- Page extract:
▶
Foundations of Interpretable and Reliable Machine Learning

Question we address: How to develop physics-informed reinforcement learning algorithms that guarantee safety and interpretability ?

It is widely known that policies trained using reinforcement learning (RL) to solve simulated robotics problems (MuJoCo)
are extremely brittle and unstable, i.e. your solution will most likely break down after perturbing a bit (e.g. poking the robot)
or transferring it to a similar task. It is often impossible to provide any safety guarantees for constraint
satisfaction or an interpretation of how the trained policies work.

To address this issues we created State Planning Policy Reinforcement Learning.

Challenges in Computation

State Planning Policy (SPP) approach to Reinforcement Learning is based on the novel principle of training an actor that
operates entirely in the state space (i.e. maps the current state to the desired target state) like $\pi\colon \mathcal{S}\to\mathcal{S}$.
Some preliminary results show that SPP-DDPG, SPP-SAC and SPP-TD3 algorithms based on
SOTA obtain returns that are at least competetive, in some cases (like SPP-DDPG on Humanoid) behave significantly better than the classical DDPG algorithm.
Current experimental challenges include: demonstrating interpretability of the trained policies using Ant-Maze
environment; perform a safety-RL experiment -- train the agent behaving under safety constraints,
i.e. staying away from unsafe region, avoiding moving enemies; implementation of a novel safety environment -- a test-bed for
constrained and safe policies.

Challenges in Theory

There are many opportunities for work on theoretical foundations of the developing SPP approach.
This area is yet unexplored, we present below the most promising research directions aiming at important
theorems.
Work towards theorems providing convergence guarantees of the Bellman iterates for our variant of the Q-function
that involves an inverse dynamics control model.
Establish link between State Planning Policies and Hamilton-Jacobi-Bellman optimization in order to compute
safety guaranteeing policies; Formal Verification -- we can attempt a formal verification of trained policies, i.e. extract from the neural network
rules and mathematically verify that
the policy will satisfy the safety constrains within some fixed time horizon;
◀
- Given problem 1: Which reinforcement learning algorithms are named in the machine learning research overview? List each one.

Object outline annotations:
▶
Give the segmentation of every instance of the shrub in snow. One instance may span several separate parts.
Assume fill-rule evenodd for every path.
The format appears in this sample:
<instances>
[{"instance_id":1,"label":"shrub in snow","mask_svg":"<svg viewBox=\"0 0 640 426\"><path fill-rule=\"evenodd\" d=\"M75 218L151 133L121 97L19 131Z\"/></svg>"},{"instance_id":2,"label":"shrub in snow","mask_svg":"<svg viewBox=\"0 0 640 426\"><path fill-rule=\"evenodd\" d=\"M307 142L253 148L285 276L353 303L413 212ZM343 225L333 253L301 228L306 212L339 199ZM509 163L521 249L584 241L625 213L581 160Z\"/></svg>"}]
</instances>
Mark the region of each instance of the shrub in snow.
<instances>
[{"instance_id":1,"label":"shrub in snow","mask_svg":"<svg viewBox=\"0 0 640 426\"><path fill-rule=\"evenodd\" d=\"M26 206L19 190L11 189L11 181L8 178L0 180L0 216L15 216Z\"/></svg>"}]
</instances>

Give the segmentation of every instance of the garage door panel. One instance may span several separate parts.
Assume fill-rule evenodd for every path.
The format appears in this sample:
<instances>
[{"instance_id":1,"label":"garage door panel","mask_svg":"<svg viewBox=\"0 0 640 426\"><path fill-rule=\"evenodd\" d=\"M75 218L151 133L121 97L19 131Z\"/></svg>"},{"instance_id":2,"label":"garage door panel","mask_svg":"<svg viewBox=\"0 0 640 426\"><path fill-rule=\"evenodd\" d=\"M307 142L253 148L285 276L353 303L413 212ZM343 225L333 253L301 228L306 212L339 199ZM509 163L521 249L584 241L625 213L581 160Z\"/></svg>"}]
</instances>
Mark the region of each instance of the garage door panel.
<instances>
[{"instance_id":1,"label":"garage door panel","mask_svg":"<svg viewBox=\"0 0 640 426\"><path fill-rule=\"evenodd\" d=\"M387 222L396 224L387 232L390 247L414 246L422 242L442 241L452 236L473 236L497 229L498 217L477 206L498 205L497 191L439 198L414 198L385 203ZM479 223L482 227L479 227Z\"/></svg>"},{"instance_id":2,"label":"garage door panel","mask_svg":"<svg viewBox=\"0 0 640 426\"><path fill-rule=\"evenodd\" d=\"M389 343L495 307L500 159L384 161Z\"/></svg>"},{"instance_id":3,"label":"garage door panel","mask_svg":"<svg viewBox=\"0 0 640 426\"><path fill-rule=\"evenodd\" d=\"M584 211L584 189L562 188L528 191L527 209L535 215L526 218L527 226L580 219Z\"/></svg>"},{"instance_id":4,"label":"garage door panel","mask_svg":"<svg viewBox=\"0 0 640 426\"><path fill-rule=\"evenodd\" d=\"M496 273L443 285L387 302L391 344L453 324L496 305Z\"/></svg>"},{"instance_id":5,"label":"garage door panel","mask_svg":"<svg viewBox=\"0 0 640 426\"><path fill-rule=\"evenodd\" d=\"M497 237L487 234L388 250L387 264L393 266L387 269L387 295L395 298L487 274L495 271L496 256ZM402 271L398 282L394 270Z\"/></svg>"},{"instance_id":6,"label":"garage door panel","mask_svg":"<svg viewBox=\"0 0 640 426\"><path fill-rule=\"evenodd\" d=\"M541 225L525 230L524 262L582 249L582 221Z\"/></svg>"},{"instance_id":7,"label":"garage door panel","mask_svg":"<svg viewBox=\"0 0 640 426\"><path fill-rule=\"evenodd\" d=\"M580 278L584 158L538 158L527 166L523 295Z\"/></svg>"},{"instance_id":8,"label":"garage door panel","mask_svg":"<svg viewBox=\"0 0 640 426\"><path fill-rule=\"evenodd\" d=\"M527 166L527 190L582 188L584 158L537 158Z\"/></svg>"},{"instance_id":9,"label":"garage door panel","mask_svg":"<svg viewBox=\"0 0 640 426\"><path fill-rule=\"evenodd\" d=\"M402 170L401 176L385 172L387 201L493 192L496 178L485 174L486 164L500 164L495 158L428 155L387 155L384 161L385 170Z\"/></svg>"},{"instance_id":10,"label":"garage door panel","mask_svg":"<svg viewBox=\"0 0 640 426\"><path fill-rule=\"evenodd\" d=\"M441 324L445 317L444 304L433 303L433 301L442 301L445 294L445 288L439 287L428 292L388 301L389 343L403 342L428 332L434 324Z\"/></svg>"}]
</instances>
◀
- Given problem 2: In the entries, print the lines from the one that contains "Give the segmentation of every instance of the garage" through the one that contains "Mark the region of each instance of the garage", reproducing them character for character.

- Complete response 1: SPP-DDPG, SPP-SAC, SPP-TD3, DDPG

- Complete response 2:
Give the segmentation of every instance of the garage door panel. One instance may span several separate parts.
Assume fill-rule evenodd for every path.
The format appears in this sample:
<instances>
[{"instance_id":1,"label":"garage door panel","mask_svg":"<svg viewBox=\"0 0 640 426\"><path fill-rule=\"evenodd\" d=\"M75 218L151 133L121 97L19 131Z\"/></svg>"},{"instance_id":2,"label":"garage door panel","mask_svg":"<svg viewBox=\"0 0 640 426\"><path fill-rule=\"evenodd\" d=\"M307 142L253 148L285 276L353 303L413 212ZM343 225L333 253L301 228L306 212L339 199ZM509 163L521 249L584 241L625 213L581 160Z\"/></svg>"}]
</instances>
Mark the region of each instance of the garage door panel.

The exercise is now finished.